• WORK ORDER:
Only the records, exactly as written, belong in the answer; pictures do not.

• GIVEN ENTRIES:
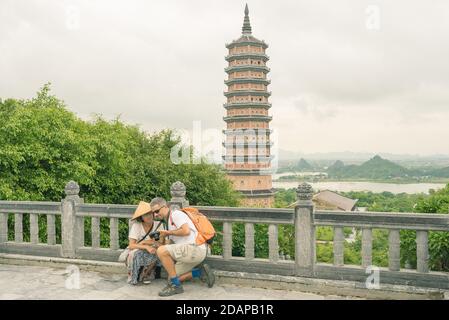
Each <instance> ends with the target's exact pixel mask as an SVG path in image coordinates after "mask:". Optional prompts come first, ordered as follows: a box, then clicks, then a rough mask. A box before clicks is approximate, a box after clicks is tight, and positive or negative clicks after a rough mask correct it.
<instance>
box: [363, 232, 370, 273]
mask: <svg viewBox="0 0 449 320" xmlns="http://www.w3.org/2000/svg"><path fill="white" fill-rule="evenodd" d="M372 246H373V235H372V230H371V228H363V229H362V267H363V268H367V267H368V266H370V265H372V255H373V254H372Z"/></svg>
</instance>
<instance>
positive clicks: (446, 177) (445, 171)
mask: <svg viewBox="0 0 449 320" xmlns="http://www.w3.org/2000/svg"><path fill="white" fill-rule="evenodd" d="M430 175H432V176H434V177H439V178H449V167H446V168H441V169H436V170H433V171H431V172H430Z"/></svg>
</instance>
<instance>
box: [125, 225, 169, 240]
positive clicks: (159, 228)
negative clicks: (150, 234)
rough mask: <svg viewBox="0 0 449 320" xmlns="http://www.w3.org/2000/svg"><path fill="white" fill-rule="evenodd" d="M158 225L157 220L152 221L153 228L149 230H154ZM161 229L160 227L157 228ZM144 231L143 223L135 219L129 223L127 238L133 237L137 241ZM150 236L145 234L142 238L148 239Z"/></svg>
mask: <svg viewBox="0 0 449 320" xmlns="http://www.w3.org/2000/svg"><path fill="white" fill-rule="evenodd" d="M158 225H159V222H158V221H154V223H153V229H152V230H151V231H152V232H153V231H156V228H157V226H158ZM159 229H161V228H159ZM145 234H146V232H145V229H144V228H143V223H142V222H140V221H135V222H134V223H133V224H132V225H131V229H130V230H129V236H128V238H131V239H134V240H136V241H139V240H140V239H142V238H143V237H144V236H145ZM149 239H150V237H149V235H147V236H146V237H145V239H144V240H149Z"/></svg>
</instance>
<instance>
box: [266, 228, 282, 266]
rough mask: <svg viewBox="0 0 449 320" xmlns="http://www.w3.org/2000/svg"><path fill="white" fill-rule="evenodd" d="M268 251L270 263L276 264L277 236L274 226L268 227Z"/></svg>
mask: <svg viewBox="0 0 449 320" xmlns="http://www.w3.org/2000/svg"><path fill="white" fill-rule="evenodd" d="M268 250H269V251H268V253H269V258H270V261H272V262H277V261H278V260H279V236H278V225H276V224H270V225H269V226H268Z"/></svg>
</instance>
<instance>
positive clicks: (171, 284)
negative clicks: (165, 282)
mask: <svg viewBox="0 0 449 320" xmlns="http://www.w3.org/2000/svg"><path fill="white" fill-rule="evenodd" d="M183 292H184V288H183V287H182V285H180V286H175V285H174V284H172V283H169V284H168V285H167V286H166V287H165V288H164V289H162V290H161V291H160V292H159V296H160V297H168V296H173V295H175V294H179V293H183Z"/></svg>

• ANSWER FOR THE TASK:
Each <instance> ends with the target's exact pixel mask as an SVG path in image coordinates after "mask:". Optional prompts come first, ordered as follows: a box, then clicks, then a rough mask. A box before clicks is approximate, a box after clicks is tight, and positive or negative clicks after a rough mask correct it.
<instance>
box: [363, 232, 370, 273]
mask: <svg viewBox="0 0 449 320" xmlns="http://www.w3.org/2000/svg"><path fill="white" fill-rule="evenodd" d="M372 246H373V235H372V230H371V228H363V229H362V267H363V268H367V267H368V266H370V265H372V255H373V254H372Z"/></svg>
</instance>
<instance>
positive clicks: (446, 177) (445, 171)
mask: <svg viewBox="0 0 449 320" xmlns="http://www.w3.org/2000/svg"><path fill="white" fill-rule="evenodd" d="M430 175H432V176H434V177H439V178H449V167H446V168H441V169H436V170H433V171H431V172H430Z"/></svg>
</instance>
<instance>
box: [125, 225, 169, 240]
positive clicks: (159, 228)
negative clicks: (150, 234)
rough mask: <svg viewBox="0 0 449 320" xmlns="http://www.w3.org/2000/svg"><path fill="white" fill-rule="evenodd" d="M158 225L157 220L152 221L153 228L149 230H154ZM161 229L160 227L157 228ZM144 231L143 223L135 219L129 223L127 238L133 237L137 241ZM150 236L145 234L142 238L148 239Z"/></svg>
mask: <svg viewBox="0 0 449 320" xmlns="http://www.w3.org/2000/svg"><path fill="white" fill-rule="evenodd" d="M158 225H159V222H158V221H154V223H153V229H152V230H151V231H152V232H153V231H156V228H157V226H158ZM159 229H161V228H159ZM145 234H146V232H145V229H144V228H143V223H142V222H140V221H135V222H134V223H133V224H132V225H131V229H130V230H129V236H128V238H131V239H134V240H136V241H139V240H140V239H142V238H143V237H144V236H145ZM149 239H150V237H149V235H147V236H146V237H145V239H144V240H149Z"/></svg>
</instance>
<instance>
box: [266, 228, 282, 266]
rough mask: <svg viewBox="0 0 449 320" xmlns="http://www.w3.org/2000/svg"><path fill="white" fill-rule="evenodd" d="M268 251L270 263L276 264L277 236L274 226L268 227Z"/></svg>
mask: <svg viewBox="0 0 449 320" xmlns="http://www.w3.org/2000/svg"><path fill="white" fill-rule="evenodd" d="M268 250H269V251H268V253H269V258H270V261H272V262H277V261H278V260H279V236H278V225H276V224H270V225H269V226H268Z"/></svg>
</instance>
<instance>
positive clicks: (171, 284)
negative clicks: (165, 282)
mask: <svg viewBox="0 0 449 320" xmlns="http://www.w3.org/2000/svg"><path fill="white" fill-rule="evenodd" d="M183 292H184V288H183V287H182V285H180V286H175V285H174V284H172V283H169V284H168V285H167V286H166V287H165V288H164V289H162V290H161V291H160V292H159V296H160V297H168V296H173V295H175V294H179V293H183Z"/></svg>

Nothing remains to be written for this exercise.